Of course, the terror was less horrific than it had been under Hitler,
and a
fair number of Poles shared the conviction that rebuilding the country,
even
under the Communist Party's brutal direction, was a praiseworthy
undertaking
that couldn't wait for better days. But few were free of deep
bitterness. The
communist economy's grotesque wastefulness and the ubiquitous secret
police
were a constant reminder that this enterprise was closer to the theater
of the
absurd than to rational government policy.
Time's
relentless, redemptive frivolity means that the present young
generation, well
versed in postmodern theory and the pitfalls of the text, has already
forgotten
that horror. But the radicality of postwar Polish literature owes much
to the
energetic response to that moment, the moment when Warsaw's population
abandoned its devastated city. Today's literary debutants can of course
remember nothing, but even for me and my contemporaries, born just
after the
war, the shattered buildings overgrown with grass were as seductive as
the
ruins of a Gothic abbey had been for the first generation of Romantics.
They
concealed both treasures and dangers; they were the natural, cherished
landscape of our childhood, our first inspiration.
In the
Poland of the last sixty years-in Poland itself, but also in emigration
since,
as every schoolchild in Krakow knows, Polish literature took shape in
Paris,
Argentina, California as much as at home-writing was rarely an
academic,
cerebral, bloodless, marginal occupation. It seldom led to a personal
quest for
Beauty, to Flaubertian tussles with language, to the scrupulous
recording of a
single, singular life story. It was more like a blazing, roaring kiln
in
which-at high temperatures and before the eyes of eager witnesses,
inquisitive
members of the polis-the vessels of poetry and prose were fired.
Writing carried
enormous weight, it was a great and serious debate in which existential
worries
met with problems touching the whole society, the whole polis. At the
same
time, paradoxically, the participants in this debate-Witold Gombrowicz,
Jerzy
Stempowski, Czeslaw Milosz, Aleksander Wat, Jozef Czapski, Zbigniew
Herbert,
Gustaw Herling-Grudzinski, to name just a few titans-rebelled, rejected
it.
They hungered for the great, universal subjects and ideas, they yearned
for
metaphysics-but they could achieve these only by laboriously hacking a
path
through the jungle of questions springing from the social and political
terrain.
++++
**DIRECTIVES:**
(a) Rewrite the passage on postwar Polish literature from "Of course, the" up to and including "rational government policy.", substituting "monstrous" for "grotesque".
(b) Answer these questions about the passage on postwar Polish literature:
(i) What two things served as a constant reminder that the enterprise was closer to the theater of the absurd than to rational government policy?
(ii) To what does the passage compare the seductiveness of the shattered buildings overgrown with grass?
(iii) Besides at home, in which places does the passage say Polish literature took shape?
(c) Continue the passage on postwar Polish literature from the point at which it ends.
The data that follow are separate material and are not part of the passage on postwar Polish literature.
++++
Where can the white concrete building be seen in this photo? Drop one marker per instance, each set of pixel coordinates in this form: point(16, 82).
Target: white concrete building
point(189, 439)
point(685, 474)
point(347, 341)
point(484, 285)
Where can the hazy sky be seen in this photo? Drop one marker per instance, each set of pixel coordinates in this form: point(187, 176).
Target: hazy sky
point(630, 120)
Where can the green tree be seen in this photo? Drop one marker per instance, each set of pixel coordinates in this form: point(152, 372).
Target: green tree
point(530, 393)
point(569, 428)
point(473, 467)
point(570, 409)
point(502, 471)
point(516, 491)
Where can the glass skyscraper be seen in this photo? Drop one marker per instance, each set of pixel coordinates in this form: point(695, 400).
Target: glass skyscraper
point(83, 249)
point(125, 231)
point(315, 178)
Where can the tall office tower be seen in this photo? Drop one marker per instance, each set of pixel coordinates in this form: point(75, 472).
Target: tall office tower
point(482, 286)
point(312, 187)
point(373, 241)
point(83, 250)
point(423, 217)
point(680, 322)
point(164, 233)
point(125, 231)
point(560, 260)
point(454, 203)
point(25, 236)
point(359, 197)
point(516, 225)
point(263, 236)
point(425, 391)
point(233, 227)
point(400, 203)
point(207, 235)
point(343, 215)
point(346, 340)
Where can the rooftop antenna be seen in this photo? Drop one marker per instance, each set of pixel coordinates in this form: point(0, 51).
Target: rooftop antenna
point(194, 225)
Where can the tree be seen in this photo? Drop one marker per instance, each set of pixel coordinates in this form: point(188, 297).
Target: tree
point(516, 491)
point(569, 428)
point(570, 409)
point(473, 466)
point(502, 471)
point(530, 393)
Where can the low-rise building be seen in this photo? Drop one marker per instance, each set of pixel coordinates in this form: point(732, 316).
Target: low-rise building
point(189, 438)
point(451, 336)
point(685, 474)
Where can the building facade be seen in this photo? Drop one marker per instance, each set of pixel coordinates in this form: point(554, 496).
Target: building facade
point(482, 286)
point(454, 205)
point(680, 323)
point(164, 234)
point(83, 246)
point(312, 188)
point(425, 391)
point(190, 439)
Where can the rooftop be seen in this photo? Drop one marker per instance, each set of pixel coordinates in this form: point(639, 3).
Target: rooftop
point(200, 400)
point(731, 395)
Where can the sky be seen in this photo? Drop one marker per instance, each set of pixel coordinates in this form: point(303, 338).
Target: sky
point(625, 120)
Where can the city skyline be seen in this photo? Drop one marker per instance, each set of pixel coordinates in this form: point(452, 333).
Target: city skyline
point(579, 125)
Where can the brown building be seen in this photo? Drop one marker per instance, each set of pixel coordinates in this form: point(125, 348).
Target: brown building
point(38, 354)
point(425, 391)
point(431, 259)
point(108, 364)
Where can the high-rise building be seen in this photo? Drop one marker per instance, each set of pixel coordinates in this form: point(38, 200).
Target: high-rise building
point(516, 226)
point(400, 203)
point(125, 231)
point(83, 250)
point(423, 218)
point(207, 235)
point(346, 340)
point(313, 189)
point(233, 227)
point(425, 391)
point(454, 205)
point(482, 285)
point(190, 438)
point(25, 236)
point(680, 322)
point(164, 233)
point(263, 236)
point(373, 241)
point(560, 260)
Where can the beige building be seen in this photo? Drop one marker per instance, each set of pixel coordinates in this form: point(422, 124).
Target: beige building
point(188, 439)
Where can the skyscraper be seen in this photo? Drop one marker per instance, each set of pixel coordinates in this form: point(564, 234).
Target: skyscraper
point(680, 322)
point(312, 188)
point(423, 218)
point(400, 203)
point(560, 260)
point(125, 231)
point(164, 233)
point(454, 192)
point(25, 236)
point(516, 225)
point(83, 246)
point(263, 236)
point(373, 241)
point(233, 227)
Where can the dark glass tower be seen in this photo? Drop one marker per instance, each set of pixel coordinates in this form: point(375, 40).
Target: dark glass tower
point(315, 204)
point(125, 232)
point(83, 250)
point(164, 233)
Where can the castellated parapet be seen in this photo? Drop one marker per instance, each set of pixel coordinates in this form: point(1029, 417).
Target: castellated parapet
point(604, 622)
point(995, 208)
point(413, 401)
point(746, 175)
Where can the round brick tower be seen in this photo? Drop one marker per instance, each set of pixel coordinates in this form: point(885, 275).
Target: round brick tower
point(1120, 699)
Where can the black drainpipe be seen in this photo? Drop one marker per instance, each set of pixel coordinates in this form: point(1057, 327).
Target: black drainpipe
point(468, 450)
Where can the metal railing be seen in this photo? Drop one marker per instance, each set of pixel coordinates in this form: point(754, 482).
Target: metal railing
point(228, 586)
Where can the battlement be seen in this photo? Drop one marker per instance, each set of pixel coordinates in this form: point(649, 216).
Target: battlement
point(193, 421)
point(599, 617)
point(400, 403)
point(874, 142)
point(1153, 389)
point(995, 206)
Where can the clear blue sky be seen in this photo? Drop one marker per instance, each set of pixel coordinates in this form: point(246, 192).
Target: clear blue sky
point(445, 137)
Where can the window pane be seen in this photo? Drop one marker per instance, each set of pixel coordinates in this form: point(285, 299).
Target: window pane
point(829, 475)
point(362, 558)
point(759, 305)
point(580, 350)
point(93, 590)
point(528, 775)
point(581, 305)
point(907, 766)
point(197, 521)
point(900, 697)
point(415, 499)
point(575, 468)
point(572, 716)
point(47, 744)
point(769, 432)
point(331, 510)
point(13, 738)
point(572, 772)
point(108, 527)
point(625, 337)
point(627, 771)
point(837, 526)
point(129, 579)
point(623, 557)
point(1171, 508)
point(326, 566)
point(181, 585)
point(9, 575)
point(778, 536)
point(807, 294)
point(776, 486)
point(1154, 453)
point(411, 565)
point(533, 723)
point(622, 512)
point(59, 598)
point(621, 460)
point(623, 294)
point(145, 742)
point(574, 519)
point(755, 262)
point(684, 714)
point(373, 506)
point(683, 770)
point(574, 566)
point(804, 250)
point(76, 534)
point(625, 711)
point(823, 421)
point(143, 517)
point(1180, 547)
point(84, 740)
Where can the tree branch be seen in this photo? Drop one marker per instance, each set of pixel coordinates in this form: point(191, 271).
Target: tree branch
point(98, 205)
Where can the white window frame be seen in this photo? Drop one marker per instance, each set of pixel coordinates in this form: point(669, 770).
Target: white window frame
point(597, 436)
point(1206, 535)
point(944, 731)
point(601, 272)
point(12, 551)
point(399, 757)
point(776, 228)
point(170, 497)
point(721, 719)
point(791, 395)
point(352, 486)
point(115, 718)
++++
**EXPECTED OUTPUTS:**
(a)
Of course, the terror was less horrific than it had been under Hitler,
and a
fair number of Poles shared the conviction that rebuilding the country,
even
under the Communist Party's brutal direction, was a praiseworthy
undertaking
that couldn't wait for better days. But few were free of deep
bitterness. The
communist economy's monstrous wastefulness and the ubiquitous secret
police
were a constant reminder that this enterprise was closer to the theater
of the
absurd than to rational government policy.

(b)
(i) The communist economy's grotesque wastefulness and the ubiquitous secret police.
(ii) The ruins of a Gothic abbey, as they had been for the first generation of Romantics.
(iii) Paris, Argentina and California.

(c)
They all wrote wonderfully, needless to say: we're dealing not with a
group of
ideologues but with great writers, masters of the word.
Polish
literature can only be understood against this background. This
obviously
wasn't the literature of noblemen, as in previous ages, sitting
comfortably on
their estates or at court, reading Plutarch and Virgil and then, after
successfully gathering the fruits of their labors, sitting down to
unhurried
literary creation. The generation whose maturity coincided with the
moment of
the great crisis, the great Nothing, was scattered across the globe and
fought
to survive in circumstances that were unimaginably difficult, both
materially
and spiritually; they were despised by the leftists, Parisian and
otherwise.
But they managed to create the basis for a new literary sensibility in
Poland They
forged a literature that answered history's menace in universal, not
provincial, ways. And they touched profound hope while shunning easy
consolations. The dilemma of writers from behind the Iron Curtain is
well illustrated
by a quote from the recently, posthumously published diaries of the
writer and
composer Zygmunt Mycielski (Diary, 1950-59):
"In the West I would doubtlessly have been a ‘dark writer,' someone
whose
puffings on the tuba of pessimism would have foretold the fall of
Europe and
the world and preached the absurdity of human progress and our species'
evolution. Over here, on the ragheap of economies and ideas, I blow the
trumpet
of morality and the meaning of existence."
The major
role Polish poets play in matters usually consigned to novelists or
even
philosophers is conspicuous. Polish poets never accepted modernism's
ascetic
dictates; they refused to retreat to a sanctuary of hermetic metaphors.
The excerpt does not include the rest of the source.